WRITTEN INSTRUCTION: Render the records as a Markdown table with columns "Row" and "Line", from the line containing "Target: snow covered ground" through the line containing "top-left (409, 268), bottom-right (436, 280)", one numbered row per line and blank lines skipped.

----------------

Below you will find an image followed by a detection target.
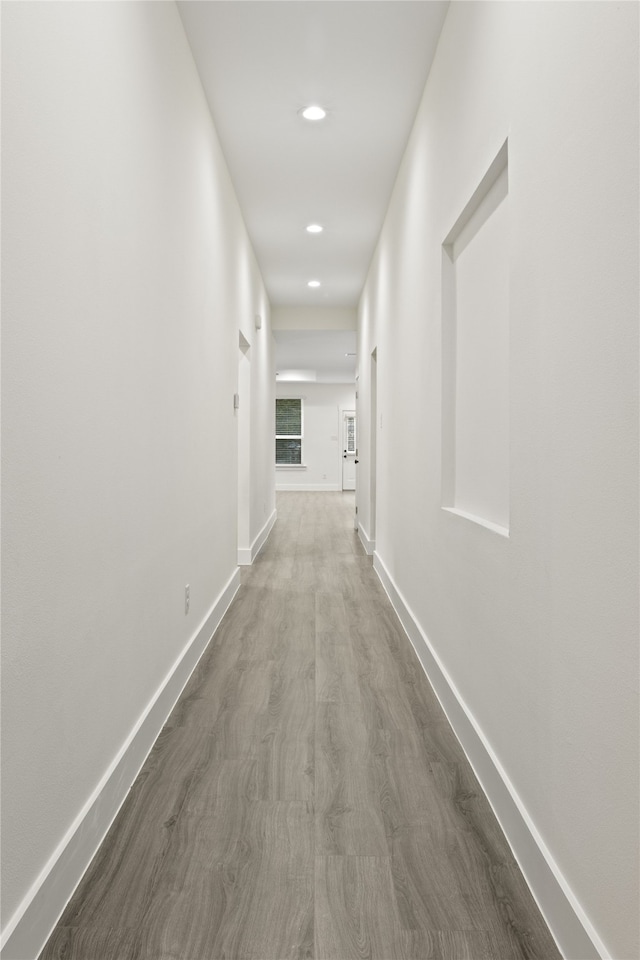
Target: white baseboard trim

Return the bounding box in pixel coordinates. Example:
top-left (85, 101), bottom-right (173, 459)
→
top-left (276, 481), bottom-right (342, 493)
top-left (238, 510), bottom-right (278, 567)
top-left (358, 523), bottom-right (376, 557)
top-left (372, 545), bottom-right (611, 960)
top-left (1, 568), bottom-right (240, 960)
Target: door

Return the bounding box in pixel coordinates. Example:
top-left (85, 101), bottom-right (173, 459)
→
top-left (342, 410), bottom-right (357, 490)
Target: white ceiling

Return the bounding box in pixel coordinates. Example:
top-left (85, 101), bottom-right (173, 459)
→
top-left (178, 0), bottom-right (447, 307)
top-left (273, 330), bottom-right (356, 383)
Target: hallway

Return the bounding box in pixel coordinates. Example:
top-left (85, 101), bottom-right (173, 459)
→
top-left (40, 493), bottom-right (559, 960)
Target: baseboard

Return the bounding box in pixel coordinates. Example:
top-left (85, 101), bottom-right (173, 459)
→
top-left (0, 568), bottom-right (240, 960)
top-left (238, 510), bottom-right (278, 567)
top-left (372, 544), bottom-right (611, 960)
top-left (276, 481), bottom-right (342, 493)
top-left (358, 523), bottom-right (376, 557)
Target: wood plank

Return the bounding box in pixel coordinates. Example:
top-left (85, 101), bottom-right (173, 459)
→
top-left (40, 493), bottom-right (559, 960)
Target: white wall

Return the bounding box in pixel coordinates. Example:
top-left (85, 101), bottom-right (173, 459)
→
top-left (276, 382), bottom-right (356, 490)
top-left (357, 3), bottom-right (639, 960)
top-left (272, 306), bottom-right (358, 330)
top-left (2, 3), bottom-right (275, 960)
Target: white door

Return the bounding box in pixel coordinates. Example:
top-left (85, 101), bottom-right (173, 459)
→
top-left (342, 410), bottom-right (358, 490)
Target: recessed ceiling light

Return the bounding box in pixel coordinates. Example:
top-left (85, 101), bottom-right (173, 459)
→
top-left (300, 106), bottom-right (327, 120)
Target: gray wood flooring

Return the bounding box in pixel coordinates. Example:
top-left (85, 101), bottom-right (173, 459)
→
top-left (41, 493), bottom-right (560, 960)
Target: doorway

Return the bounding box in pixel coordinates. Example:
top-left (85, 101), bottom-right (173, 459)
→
top-left (342, 410), bottom-right (357, 490)
top-left (369, 347), bottom-right (378, 549)
top-left (236, 333), bottom-right (251, 564)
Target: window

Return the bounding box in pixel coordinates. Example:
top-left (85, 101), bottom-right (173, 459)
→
top-left (276, 397), bottom-right (302, 467)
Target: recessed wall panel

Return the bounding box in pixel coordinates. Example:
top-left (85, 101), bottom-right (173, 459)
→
top-left (442, 144), bottom-right (509, 533)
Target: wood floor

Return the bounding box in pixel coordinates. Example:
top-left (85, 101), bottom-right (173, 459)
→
top-left (41, 493), bottom-right (560, 960)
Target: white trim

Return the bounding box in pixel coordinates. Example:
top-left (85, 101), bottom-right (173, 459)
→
top-left (276, 481), bottom-right (342, 493)
top-left (357, 523), bottom-right (376, 557)
top-left (1, 568), bottom-right (240, 960)
top-left (373, 553), bottom-right (611, 960)
top-left (238, 510), bottom-right (278, 567)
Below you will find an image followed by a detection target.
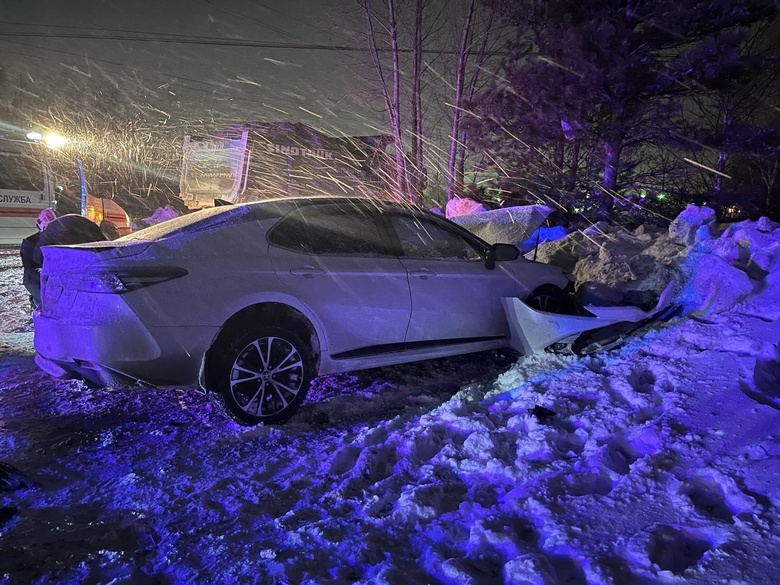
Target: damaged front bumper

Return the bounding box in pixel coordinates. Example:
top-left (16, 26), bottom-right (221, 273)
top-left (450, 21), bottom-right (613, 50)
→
top-left (501, 282), bottom-right (677, 355)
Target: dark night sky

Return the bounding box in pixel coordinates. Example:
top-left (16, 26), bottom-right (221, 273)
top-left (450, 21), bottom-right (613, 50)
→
top-left (0, 0), bottom-right (381, 134)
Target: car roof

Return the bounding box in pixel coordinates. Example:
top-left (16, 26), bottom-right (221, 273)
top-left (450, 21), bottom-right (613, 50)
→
top-left (115, 196), bottom-right (424, 241)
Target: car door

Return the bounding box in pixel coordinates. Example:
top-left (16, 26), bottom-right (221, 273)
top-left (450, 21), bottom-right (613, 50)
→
top-left (268, 203), bottom-right (411, 357)
top-left (389, 213), bottom-right (519, 342)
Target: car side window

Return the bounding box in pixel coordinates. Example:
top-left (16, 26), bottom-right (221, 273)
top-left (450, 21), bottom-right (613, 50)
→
top-left (268, 205), bottom-right (389, 256)
top-left (390, 215), bottom-right (484, 260)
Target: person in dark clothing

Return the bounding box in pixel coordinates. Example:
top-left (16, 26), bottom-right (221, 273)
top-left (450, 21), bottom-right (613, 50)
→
top-left (19, 210), bottom-right (106, 308)
top-left (19, 208), bottom-right (57, 309)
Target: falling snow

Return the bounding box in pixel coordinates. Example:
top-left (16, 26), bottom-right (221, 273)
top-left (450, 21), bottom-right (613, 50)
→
top-left (0, 208), bottom-right (780, 584)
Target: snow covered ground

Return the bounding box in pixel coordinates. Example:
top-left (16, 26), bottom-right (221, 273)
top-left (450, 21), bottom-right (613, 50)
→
top-left (0, 209), bottom-right (780, 584)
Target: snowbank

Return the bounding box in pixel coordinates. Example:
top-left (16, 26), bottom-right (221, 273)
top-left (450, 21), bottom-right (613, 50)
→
top-left (527, 205), bottom-right (780, 317)
top-left (0, 208), bottom-right (780, 585)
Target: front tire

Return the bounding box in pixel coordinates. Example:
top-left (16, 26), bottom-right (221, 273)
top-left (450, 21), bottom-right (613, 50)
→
top-left (214, 327), bottom-right (314, 425)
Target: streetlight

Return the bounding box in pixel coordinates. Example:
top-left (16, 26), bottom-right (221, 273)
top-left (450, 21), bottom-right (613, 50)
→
top-left (27, 130), bottom-right (87, 217)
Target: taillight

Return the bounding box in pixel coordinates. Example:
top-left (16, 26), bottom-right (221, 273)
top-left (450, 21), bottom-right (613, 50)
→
top-left (75, 266), bottom-right (187, 295)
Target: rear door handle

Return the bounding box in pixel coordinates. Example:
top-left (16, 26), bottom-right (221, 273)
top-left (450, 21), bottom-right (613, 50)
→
top-left (290, 266), bottom-right (325, 278)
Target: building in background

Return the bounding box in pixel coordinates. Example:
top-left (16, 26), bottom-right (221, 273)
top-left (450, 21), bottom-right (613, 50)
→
top-left (0, 141), bottom-right (54, 246)
top-left (180, 122), bottom-right (392, 209)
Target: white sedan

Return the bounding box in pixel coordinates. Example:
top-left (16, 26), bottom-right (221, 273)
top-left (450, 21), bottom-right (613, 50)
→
top-left (34, 198), bottom-right (571, 424)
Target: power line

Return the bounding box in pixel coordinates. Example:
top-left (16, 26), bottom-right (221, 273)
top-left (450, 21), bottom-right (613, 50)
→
top-left (0, 22), bottom-right (505, 56)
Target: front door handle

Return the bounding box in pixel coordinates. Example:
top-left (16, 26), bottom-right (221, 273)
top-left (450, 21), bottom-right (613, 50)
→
top-left (290, 266), bottom-right (325, 278)
top-left (409, 268), bottom-right (436, 280)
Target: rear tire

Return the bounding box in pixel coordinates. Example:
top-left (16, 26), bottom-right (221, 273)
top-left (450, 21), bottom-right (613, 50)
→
top-left (212, 327), bottom-right (314, 425)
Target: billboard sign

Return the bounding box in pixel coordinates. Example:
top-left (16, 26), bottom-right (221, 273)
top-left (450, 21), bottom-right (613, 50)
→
top-left (180, 131), bottom-right (248, 208)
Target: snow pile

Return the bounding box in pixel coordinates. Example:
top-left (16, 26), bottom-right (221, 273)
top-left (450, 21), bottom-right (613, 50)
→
top-left (450, 205), bottom-right (552, 244)
top-left (0, 206), bottom-right (780, 585)
top-left (527, 205), bottom-right (780, 318)
top-left (669, 205), bottom-right (715, 246)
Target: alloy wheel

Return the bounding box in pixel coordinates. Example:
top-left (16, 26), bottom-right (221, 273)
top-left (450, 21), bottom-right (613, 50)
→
top-left (230, 336), bottom-right (305, 417)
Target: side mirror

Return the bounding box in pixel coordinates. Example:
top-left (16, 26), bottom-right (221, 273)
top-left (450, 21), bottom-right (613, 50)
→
top-left (485, 244), bottom-right (520, 270)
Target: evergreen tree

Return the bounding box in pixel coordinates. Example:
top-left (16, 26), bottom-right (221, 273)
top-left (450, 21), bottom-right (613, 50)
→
top-left (470, 0), bottom-right (777, 216)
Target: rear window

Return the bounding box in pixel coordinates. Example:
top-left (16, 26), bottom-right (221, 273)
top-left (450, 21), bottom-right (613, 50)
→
top-left (119, 204), bottom-right (283, 240)
top-left (268, 204), bottom-right (390, 256)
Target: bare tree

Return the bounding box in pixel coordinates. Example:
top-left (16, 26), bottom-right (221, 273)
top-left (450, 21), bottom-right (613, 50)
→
top-left (362, 0), bottom-right (411, 201)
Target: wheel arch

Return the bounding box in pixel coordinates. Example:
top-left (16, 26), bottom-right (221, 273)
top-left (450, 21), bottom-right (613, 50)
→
top-left (204, 301), bottom-right (322, 391)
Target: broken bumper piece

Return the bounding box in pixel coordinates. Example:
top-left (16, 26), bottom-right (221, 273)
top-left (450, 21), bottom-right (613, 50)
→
top-left (501, 282), bottom-right (676, 355)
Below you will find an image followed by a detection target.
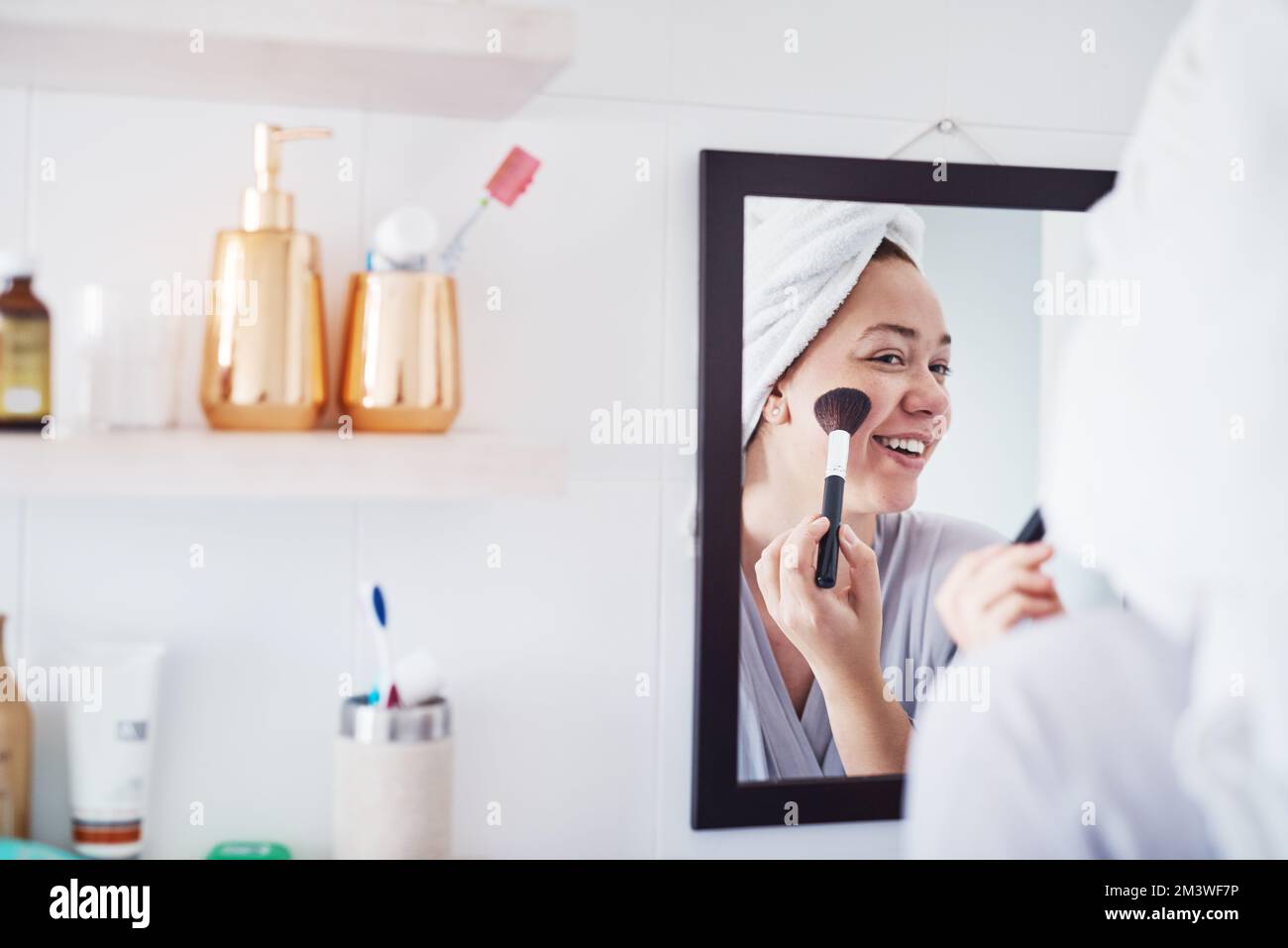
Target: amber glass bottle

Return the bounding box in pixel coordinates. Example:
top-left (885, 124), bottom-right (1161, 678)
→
top-left (0, 255), bottom-right (52, 430)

----------------

TASK RESPONSE:
| Row | Line |
|---|---|
| 1 | Target: snow covered ground |
| 2 | Return the bounding box in pixel coordinates. Example: |
| 3 | top-left (16, 26), bottom-right (221, 273) |
| 4 | top-left (450, 21), bottom-right (613, 50) |
| 5 | → |
| 6 | top-left (0, 209), bottom-right (780, 584) |
| 7 | Target: snowbank |
| 8 | Return the bounding box in pixel coordinates. Example: |
| 9 | top-left (16, 26), bottom-right (221, 273) |
| 10 | top-left (450, 21), bottom-right (613, 50) |
| 11 | → |
| 12 | top-left (527, 205), bottom-right (780, 317) |
| 13 | top-left (0, 208), bottom-right (780, 585) |
| 14 | Target: front tire |
| 15 | Return the bounding box in pixel coordinates. Example: |
| 16 | top-left (16, 26), bottom-right (221, 273) |
| 17 | top-left (450, 21), bottom-right (613, 50) |
| 18 | → |
| 19 | top-left (214, 327), bottom-right (314, 425) |
| 20 | Target: streetlight |
| 21 | Return the bounding box in pixel coordinates. Example: |
| 22 | top-left (16, 26), bottom-right (221, 273) |
| 23 | top-left (450, 21), bottom-right (613, 50) |
| 24 | → |
| 25 | top-left (27, 130), bottom-right (87, 217) |
| 26 | Target: taillight |
| 27 | Return the bounding box in pixel coordinates. Example: |
| 28 | top-left (16, 26), bottom-right (221, 273) |
| 29 | top-left (450, 21), bottom-right (613, 50) |
| 30 | → |
| 31 | top-left (75, 266), bottom-right (187, 295) |
| 32 | Target: rear door handle |
| 33 | Return the bounding box in pixel coordinates. Example: |
| 34 | top-left (16, 26), bottom-right (221, 273) |
| 35 | top-left (450, 21), bottom-right (613, 50) |
| 36 | → |
| 37 | top-left (290, 266), bottom-right (325, 278) |
| 38 | Target: building in background |
| 39 | Return the bounding box in pixel coordinates. Example: |
| 40 | top-left (16, 26), bottom-right (221, 273) |
| 41 | top-left (450, 21), bottom-right (613, 50) |
| 42 | → |
| 43 | top-left (0, 141), bottom-right (54, 246) |
| 44 | top-left (180, 122), bottom-right (392, 209) |
| 45 | Target: white sedan |
| 46 | Return the bounding box in pixel coordinates. Example: |
| 47 | top-left (16, 26), bottom-right (221, 273) |
| 48 | top-left (450, 21), bottom-right (613, 50) |
| 49 | → |
| 50 | top-left (34, 198), bottom-right (571, 424) |
| 51 | Target: power line |
| 52 | Return the bounding box in pixel coordinates. Example: |
| 53 | top-left (16, 26), bottom-right (221, 273) |
| 54 | top-left (450, 21), bottom-right (613, 50) |
| 55 | → |
| 56 | top-left (0, 22), bottom-right (505, 56) |
| 57 | Target: front door handle |
| 58 | Return the bounding box in pixel coordinates. Example: |
| 59 | top-left (16, 26), bottom-right (221, 273) |
| 60 | top-left (450, 21), bottom-right (613, 50) |
| 61 | → |
| 62 | top-left (290, 266), bottom-right (325, 278) |
| 63 | top-left (409, 268), bottom-right (436, 280) |